## Assignment
Rewrite the items below, putting "coarse mask" wherever "rough mask" occurs and leaving everything else unchanged.

Data entries
------
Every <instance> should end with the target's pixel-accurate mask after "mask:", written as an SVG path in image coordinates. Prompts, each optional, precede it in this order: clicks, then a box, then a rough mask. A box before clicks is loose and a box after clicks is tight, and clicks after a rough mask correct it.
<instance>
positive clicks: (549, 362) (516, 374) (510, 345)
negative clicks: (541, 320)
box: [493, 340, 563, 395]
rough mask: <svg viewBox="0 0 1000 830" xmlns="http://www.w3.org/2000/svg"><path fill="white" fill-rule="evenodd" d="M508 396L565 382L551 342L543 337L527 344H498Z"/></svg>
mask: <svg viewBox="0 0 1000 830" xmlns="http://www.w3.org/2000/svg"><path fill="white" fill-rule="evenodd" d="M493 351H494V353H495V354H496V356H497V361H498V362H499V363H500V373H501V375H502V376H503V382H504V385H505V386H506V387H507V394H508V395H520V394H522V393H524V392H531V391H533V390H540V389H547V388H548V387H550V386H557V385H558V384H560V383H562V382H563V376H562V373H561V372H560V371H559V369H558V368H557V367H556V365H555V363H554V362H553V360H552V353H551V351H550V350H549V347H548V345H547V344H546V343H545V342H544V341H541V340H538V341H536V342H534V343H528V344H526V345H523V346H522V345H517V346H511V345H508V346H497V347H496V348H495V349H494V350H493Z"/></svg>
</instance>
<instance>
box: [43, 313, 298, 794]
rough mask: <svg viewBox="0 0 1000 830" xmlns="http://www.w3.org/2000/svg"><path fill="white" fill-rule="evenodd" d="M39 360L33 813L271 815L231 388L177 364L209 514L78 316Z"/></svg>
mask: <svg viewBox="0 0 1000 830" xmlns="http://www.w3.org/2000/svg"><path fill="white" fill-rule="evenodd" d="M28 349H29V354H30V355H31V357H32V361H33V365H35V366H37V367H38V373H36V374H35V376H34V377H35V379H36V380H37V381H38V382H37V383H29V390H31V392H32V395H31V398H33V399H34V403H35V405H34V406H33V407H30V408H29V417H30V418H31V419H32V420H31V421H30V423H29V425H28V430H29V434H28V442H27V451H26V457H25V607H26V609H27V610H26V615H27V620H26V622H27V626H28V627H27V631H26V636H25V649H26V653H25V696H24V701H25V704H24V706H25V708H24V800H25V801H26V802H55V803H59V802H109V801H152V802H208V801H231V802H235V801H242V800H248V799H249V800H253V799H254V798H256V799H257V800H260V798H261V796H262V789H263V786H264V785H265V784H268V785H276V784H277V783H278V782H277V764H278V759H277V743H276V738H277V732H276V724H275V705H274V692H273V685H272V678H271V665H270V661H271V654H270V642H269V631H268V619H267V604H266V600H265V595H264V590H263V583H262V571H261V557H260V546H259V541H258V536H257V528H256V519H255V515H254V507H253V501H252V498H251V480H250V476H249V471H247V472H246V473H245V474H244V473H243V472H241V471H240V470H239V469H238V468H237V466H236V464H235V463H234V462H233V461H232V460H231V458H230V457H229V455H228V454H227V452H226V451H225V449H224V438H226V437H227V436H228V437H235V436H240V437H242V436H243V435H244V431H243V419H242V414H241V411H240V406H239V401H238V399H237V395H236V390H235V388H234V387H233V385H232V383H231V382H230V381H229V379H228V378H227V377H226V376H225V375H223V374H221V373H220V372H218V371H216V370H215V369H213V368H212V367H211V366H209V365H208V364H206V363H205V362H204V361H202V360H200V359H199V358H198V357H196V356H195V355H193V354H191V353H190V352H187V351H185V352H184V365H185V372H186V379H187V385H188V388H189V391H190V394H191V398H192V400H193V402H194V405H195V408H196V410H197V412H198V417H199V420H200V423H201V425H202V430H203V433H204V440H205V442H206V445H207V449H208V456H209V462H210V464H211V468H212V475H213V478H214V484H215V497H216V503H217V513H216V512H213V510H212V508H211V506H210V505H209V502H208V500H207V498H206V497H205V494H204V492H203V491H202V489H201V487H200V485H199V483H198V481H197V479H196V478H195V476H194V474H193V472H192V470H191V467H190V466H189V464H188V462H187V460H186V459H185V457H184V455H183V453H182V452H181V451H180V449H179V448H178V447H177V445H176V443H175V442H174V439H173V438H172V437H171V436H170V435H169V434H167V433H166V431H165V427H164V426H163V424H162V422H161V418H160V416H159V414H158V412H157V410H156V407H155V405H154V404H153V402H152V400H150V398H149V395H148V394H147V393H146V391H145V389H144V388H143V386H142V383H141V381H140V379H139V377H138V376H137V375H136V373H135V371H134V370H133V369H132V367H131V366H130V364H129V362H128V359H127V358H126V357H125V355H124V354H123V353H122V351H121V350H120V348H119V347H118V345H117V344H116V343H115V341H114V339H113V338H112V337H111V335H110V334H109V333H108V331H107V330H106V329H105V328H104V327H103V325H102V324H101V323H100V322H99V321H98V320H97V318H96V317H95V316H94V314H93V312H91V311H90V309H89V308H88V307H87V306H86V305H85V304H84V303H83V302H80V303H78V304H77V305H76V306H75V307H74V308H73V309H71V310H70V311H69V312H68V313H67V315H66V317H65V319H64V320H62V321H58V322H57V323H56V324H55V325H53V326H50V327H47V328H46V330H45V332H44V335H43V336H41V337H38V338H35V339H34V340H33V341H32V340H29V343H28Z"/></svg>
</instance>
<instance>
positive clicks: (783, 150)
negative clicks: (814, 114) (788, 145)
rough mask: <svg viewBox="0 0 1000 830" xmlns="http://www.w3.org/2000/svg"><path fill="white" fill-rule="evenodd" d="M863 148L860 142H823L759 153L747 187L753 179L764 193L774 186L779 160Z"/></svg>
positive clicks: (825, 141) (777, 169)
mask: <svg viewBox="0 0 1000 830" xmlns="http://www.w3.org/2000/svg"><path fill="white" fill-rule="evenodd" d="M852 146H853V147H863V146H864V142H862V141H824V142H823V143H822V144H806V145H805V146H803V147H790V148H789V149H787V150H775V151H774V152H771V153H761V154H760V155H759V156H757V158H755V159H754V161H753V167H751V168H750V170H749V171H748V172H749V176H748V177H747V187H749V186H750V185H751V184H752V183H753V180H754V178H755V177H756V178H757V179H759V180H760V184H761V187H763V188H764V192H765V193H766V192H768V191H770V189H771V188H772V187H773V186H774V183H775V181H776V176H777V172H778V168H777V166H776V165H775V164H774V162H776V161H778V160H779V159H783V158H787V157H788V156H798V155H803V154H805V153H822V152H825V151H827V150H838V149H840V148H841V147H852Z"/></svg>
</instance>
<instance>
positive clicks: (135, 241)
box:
------
## Answer
Every <instance> should end with the target's pixel-accurate mask after "mask:", written as an SVG path in image coordinates. Prompts, each optional, precede it in this order: clicks, then a box, then a coarse mask. A box before clicks is loose and a box after clicks is tight, and clicks after a coarse mask correct it.
<instance>
positive clicks: (549, 362) (516, 374) (510, 345)
negative clicks: (541, 320)
box: [493, 340, 563, 395]
coarse mask: <svg viewBox="0 0 1000 830" xmlns="http://www.w3.org/2000/svg"><path fill="white" fill-rule="evenodd" d="M508 396L565 382L551 342L543 337L527 344H498Z"/></svg>
mask: <svg viewBox="0 0 1000 830" xmlns="http://www.w3.org/2000/svg"><path fill="white" fill-rule="evenodd" d="M493 351H494V353H495V354H496V356H497V361H498V362H499V363H500V373H501V375H502V376H503V382H504V385H505V386H506V387H507V394H508V395H520V394H522V393H524V392H531V391H533V390H540V389H547V388H548V387H550V386H557V385H558V384H560V383H562V382H563V376H562V373H561V372H560V371H559V369H558V368H557V367H556V365H555V363H554V362H553V360H552V353H551V351H550V350H549V347H548V345H547V344H546V343H545V342H544V341H541V340H538V341H536V342H534V343H528V344H526V345H523V346H522V345H517V346H511V345H508V346H497V347H496V348H495V349H494V350H493Z"/></svg>
</instance>
<instance>
box: [43, 313, 298, 794]
coarse mask: <svg viewBox="0 0 1000 830" xmlns="http://www.w3.org/2000/svg"><path fill="white" fill-rule="evenodd" d="M39 360L33 813L271 815L231 388L177 364L209 514L78 316Z"/></svg>
mask: <svg viewBox="0 0 1000 830" xmlns="http://www.w3.org/2000/svg"><path fill="white" fill-rule="evenodd" d="M28 349H29V354H30V355H31V357H32V361H33V365H35V366H37V367H38V373H36V374H35V376H34V377H35V379H36V380H37V381H38V382H37V383H29V390H31V392H32V395H31V398H33V399H34V403H35V405H34V406H33V407H30V408H29V417H30V418H31V419H32V420H31V421H30V423H29V425H28V430H29V434H28V442H27V451H26V457H25V607H26V609H27V610H26V615H27V620H26V622H27V626H28V627H27V631H26V636H25V649H26V653H25V696H24V701H25V704H24V706H25V708H24V800H25V801H26V802H55V803H59V802H109V801H152V802H208V801H231V802H235V801H242V800H248V799H249V800H253V799H254V798H256V799H257V800H260V798H261V796H262V789H263V786H264V785H265V784H268V785H276V784H277V783H278V782H277V764H278V759H277V743H276V738H277V732H276V724H275V705H274V692H273V685H272V678H271V665H270V661H271V654H270V642H269V631H268V619H267V604H266V600H265V595H264V590H263V583H262V571H261V557H260V546H259V541H258V536H257V528H256V519H255V515H254V507H253V501H252V498H251V480H250V476H249V471H247V472H246V473H245V474H244V473H243V472H241V471H240V470H239V469H238V468H237V466H236V464H235V463H234V462H233V461H232V460H231V458H230V457H229V455H228V454H227V452H226V451H225V449H224V438H226V437H227V436H228V437H235V436H240V437H242V436H243V435H244V431H243V419H242V414H241V411H240V406H239V401H238V399H237V395H236V390H235V388H234V387H233V385H232V383H231V382H230V381H229V379H228V378H227V377H226V376H225V375H223V374H221V373H220V372H218V371H216V370H215V369H213V368H212V367H211V366H209V365H208V364H206V363H205V362H204V361H202V360H200V359H199V358H198V357H196V356H195V355H193V354H191V353H190V352H187V351H185V352H184V365H185V372H186V379H187V385H188V388H189V391H190V394H191V398H192V400H193V402H194V405H195V408H196V410H197V412H198V417H199V420H200V423H201V425H202V430H203V433H204V440H205V442H206V445H207V449H208V456H209V462H210V464H211V468H212V475H213V478H214V484H215V497H216V503H217V513H216V512H213V510H212V508H211V506H210V505H209V502H208V500H207V498H206V497H205V494H204V492H203V491H202V489H201V487H200V485H199V483H198V481H197V479H196V478H195V476H194V474H193V472H192V470H191V467H190V466H189V464H188V462H187V460H186V459H185V457H184V455H183V453H182V452H181V451H180V449H179V448H178V447H177V445H176V443H175V442H174V439H173V438H172V437H171V436H170V435H169V434H167V433H166V431H165V427H164V426H163V424H162V422H161V418H160V416H159V414H158V412H157V410H156V407H155V405H154V404H153V402H152V400H150V398H149V395H148V394H147V393H146V391H145V389H144V388H143V386H142V383H141V381H140V379H139V377H138V376H137V375H136V373H135V371H134V370H133V369H132V367H131V366H130V364H129V362H128V359H127V358H126V357H125V355H124V354H123V353H122V351H121V350H120V348H119V347H118V345H117V344H116V343H115V341H114V339H113V338H112V337H111V335H110V334H109V333H108V331H107V330H106V329H105V328H104V327H103V325H102V324H101V323H100V322H99V321H98V320H97V318H96V317H95V316H94V314H93V312H91V311H90V309H89V308H88V307H87V306H86V305H85V304H84V303H83V302H80V303H78V304H77V305H76V306H75V307H74V308H73V309H71V310H70V311H69V312H68V313H67V315H66V317H65V319H64V320H62V321H58V322H57V323H56V324H55V325H53V326H50V327H47V328H46V330H45V332H44V335H43V336H41V337H38V338H35V339H34V340H33V341H32V340H29V343H28Z"/></svg>
</instance>
<instance>
positive clicks: (783, 150)
negative clicks: (814, 114) (788, 145)
coarse mask: <svg viewBox="0 0 1000 830" xmlns="http://www.w3.org/2000/svg"><path fill="white" fill-rule="evenodd" d="M863 148L860 142H823L759 153L747 187L753 179L764 193L774 186L779 160Z"/></svg>
positive clicks: (825, 141) (777, 169)
mask: <svg viewBox="0 0 1000 830" xmlns="http://www.w3.org/2000/svg"><path fill="white" fill-rule="evenodd" d="M852 146H853V147H863V146H864V142H862V141H824V142H823V143H822V144H806V145H805V146H803V147H790V148H789V149H787V150H775V151H774V152H771V153H761V154H760V155H759V156H757V158H755V159H754V161H753V167H751V168H750V170H749V171H748V172H749V176H748V177H747V187H749V186H750V185H751V184H752V183H753V180H754V178H755V177H756V178H757V179H759V180H760V184H761V187H763V188H764V192H765V193H766V192H768V191H770V189H771V188H772V187H773V186H774V183H775V181H776V176H777V172H778V168H777V166H776V165H775V164H774V162H776V161H778V160H779V159H783V158H787V157H788V156H798V155H803V154H805V153H822V152H825V151H827V150H838V149H840V148H841V147H852Z"/></svg>
</instance>
<instance>
positive clicks: (135, 241)
box:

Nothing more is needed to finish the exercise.